Texto proporcionado:
__________________________________________________

Quizá arrastrados por la emoción –no necesariamente de alegría–, alguno (y yo el que más) quiso ver en ‘Skeleton Tree’ un álbum de duelo de Nick Cave por la muerte de su hijo adolescente Arthur, cuando aquellas letras estaban escritas –de forma terriblemente profética, eso sí– antes de la tragedia. Había en él dolor y hasta rabia –musicalmente era uno de sus discos más hoscos–, pero sus letras no hablaban de Arthur ni de su muerte todavía. En cambio, todos los textos de su sorpresivo nuevo álbum ‘Ghosteen’ –un fantasma adolescente que, esta vez sí, no alude a otro que al chico–, fueron escritos por Cave a partir de 2017 en su casa familiar de Brighton –normalmente lo hacía en una oficina alquilada a la que acudía diariamente de manera rigurosa–. Y, ahora sí, expía en ellos la profunda pena de su pérdida, a la vez que celebra su recuerdo.

__________________________________________________

Material:
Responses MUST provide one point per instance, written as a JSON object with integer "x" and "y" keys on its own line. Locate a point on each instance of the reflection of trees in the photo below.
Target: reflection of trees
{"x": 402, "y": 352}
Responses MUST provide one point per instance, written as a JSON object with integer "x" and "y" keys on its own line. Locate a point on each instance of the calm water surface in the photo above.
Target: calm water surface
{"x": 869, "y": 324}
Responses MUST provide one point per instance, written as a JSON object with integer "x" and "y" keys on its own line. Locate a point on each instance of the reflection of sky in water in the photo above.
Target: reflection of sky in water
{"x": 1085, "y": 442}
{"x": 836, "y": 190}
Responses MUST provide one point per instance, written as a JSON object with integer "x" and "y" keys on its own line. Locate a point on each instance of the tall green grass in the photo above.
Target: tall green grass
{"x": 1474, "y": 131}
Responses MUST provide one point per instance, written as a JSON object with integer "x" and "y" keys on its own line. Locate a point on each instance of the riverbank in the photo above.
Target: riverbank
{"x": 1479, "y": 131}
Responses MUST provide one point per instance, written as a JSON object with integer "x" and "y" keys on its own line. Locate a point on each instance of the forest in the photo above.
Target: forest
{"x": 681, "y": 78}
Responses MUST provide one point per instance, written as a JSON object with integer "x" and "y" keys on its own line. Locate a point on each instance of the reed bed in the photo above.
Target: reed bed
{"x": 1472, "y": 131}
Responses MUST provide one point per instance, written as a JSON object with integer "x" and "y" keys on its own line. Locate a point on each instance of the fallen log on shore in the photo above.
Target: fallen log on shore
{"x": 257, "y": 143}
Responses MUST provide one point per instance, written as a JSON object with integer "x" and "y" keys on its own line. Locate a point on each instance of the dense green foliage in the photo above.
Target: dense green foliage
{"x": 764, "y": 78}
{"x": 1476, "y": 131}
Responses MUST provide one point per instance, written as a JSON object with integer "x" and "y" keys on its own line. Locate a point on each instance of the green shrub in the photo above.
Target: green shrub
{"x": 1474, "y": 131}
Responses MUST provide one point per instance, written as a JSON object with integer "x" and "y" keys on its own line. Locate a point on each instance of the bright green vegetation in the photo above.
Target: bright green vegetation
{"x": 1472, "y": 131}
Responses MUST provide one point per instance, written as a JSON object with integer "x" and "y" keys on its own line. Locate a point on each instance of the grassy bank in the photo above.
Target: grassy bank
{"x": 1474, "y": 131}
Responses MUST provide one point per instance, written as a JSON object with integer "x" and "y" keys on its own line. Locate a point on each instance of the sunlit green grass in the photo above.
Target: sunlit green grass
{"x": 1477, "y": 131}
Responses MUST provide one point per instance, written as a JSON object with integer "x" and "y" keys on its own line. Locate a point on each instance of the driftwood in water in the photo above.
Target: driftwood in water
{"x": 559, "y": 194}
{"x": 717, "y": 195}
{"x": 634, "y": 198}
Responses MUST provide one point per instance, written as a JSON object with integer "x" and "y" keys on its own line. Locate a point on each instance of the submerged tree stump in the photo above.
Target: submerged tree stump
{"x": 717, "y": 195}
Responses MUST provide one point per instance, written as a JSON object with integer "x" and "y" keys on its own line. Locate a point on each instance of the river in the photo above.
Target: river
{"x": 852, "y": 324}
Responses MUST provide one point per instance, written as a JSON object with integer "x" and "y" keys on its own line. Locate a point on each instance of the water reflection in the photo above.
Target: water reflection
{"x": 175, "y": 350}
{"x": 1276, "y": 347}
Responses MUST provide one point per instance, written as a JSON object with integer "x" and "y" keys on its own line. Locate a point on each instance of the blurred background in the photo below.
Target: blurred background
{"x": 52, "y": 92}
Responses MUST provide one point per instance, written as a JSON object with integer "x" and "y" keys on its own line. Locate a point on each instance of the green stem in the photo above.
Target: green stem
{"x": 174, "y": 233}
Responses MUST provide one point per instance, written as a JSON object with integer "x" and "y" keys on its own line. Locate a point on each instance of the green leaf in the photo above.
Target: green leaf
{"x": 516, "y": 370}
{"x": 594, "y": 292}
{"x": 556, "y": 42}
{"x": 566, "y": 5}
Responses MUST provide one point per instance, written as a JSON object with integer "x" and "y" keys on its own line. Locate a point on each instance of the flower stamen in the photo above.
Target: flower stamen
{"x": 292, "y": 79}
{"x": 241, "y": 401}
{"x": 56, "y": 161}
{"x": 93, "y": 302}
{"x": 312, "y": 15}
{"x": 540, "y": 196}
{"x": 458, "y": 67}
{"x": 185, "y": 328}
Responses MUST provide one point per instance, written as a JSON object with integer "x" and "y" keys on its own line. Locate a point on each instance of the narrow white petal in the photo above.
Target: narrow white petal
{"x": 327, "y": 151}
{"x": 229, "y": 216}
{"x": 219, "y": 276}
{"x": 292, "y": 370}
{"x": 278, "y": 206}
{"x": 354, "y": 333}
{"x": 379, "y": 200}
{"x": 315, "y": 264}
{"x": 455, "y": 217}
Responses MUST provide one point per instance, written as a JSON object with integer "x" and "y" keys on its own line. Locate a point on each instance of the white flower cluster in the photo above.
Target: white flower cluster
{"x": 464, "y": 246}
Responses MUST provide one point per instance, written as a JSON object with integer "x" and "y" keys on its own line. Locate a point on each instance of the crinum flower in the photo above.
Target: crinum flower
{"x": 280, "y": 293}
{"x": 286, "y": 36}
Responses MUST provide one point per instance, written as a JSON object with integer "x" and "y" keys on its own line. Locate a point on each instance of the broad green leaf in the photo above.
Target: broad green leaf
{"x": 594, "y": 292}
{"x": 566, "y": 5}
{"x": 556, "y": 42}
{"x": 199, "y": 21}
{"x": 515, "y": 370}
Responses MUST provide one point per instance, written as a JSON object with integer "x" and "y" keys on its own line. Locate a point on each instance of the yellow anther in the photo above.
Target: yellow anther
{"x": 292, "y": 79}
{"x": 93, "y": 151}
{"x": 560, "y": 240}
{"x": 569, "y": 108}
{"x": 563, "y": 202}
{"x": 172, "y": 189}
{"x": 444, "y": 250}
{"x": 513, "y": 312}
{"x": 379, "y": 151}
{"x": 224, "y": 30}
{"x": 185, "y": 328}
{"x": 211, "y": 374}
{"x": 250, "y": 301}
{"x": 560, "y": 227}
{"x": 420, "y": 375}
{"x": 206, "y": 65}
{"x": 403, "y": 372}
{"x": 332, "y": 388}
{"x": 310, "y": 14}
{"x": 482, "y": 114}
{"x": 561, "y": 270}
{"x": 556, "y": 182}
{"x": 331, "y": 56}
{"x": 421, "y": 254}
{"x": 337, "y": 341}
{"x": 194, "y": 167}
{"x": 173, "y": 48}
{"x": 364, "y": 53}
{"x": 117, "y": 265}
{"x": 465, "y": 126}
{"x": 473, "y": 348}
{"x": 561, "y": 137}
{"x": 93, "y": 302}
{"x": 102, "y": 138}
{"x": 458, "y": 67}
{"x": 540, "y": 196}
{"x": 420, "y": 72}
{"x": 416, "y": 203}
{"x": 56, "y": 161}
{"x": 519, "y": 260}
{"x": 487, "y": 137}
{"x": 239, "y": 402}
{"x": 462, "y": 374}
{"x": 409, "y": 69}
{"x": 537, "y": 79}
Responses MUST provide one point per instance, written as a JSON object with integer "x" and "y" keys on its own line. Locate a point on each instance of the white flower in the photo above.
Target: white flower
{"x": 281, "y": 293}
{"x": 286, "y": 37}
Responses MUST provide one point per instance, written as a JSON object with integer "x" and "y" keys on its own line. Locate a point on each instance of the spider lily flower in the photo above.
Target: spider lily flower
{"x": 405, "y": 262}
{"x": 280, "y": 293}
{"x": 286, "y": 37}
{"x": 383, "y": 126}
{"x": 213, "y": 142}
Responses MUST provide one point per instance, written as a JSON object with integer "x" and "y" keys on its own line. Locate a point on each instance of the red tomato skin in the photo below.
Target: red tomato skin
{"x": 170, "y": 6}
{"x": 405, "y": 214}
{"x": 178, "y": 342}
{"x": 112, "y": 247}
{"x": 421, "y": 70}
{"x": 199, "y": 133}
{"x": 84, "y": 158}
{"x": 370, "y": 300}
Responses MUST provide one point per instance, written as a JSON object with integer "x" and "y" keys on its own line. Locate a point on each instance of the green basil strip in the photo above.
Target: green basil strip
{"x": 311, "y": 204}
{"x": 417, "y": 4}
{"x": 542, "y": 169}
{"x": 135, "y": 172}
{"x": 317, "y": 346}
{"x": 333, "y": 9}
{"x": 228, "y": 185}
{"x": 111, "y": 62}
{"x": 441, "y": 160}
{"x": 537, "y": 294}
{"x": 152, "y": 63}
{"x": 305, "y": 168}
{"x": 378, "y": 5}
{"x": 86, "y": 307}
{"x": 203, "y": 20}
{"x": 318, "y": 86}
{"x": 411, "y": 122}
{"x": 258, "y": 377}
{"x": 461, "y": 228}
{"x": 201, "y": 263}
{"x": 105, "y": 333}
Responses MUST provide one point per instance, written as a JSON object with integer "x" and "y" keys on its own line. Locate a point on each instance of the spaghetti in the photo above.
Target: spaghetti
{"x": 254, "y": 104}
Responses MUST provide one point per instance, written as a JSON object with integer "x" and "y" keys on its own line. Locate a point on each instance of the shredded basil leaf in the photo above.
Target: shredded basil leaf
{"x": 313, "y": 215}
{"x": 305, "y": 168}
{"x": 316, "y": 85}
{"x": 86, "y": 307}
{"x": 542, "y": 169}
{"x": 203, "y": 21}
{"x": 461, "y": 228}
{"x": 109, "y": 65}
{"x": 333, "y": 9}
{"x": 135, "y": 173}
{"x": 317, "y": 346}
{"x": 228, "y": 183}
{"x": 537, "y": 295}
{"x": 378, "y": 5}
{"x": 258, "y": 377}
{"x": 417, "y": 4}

__________________________________________________

Lo que harás:
[1] Indica si cada afirmación coincide con el texto sobre Nick Cave y respalda cada respuesta, sí o no, con las palabras exactas del texto que lo deciden. (a) Las letras de ‘Skeleton Tree’ se escribieron antes de la muerte de Arthur. (b) Cave escribió los textos de ‘Ghosteen’ en una oficina alquilada. (c) En lo musical, ‘Skeleton Tree’ era uno de los discos más luminosos de Cave.
[2] Cita sin cambios el fragmento del texto sobre Nick Cave que va de "Quizá arrastrados por" a "celebra su recuerdo.".

Soluciones completas:
[1]
(a) Sí: «aquellas letras estaban escritas –de forma terriblemente profética, eso sí– antes de la tragedia».
(b) No: «fueron escritos por Cave a partir de 2017 en su casa familiar de Brighton».
(c) No: «musicalmente era uno de sus discos más hoscos».

[2]
Quizá arrastrados por la emoción –no necesariamente de alegría–, alguno (y yo el que más) quiso ver en ‘Skeleton Tree’ un álbum de duelo de Nick Cave por la muerte de su hijo adolescente Arthur, cuando aquellas letras estaban escritas –de forma terriblemente profética, eso sí– antes de la tragedia. Había en él dolor y hasta rabia –musicalmente era uno de sus discos más hoscos–, pero sus letras no hablaban de Arthur ni de su muerte todavía. En cambio, todos los textos de su sorpresivo nuevo álbum ‘Ghosteen’ –un fantasma adolescente que, esta vez sí, no alude a otro que al chico–, fueron escritos por Cave a partir de 2017 en su casa familiar de Brighton –normalmente lo hacía en una oficina alquilada a la que acudía diariamente de manera rigurosa–. Y, ahora sí, expía en ellos la profunda pena de su pérdida, a la vez que celebra su recuerdo.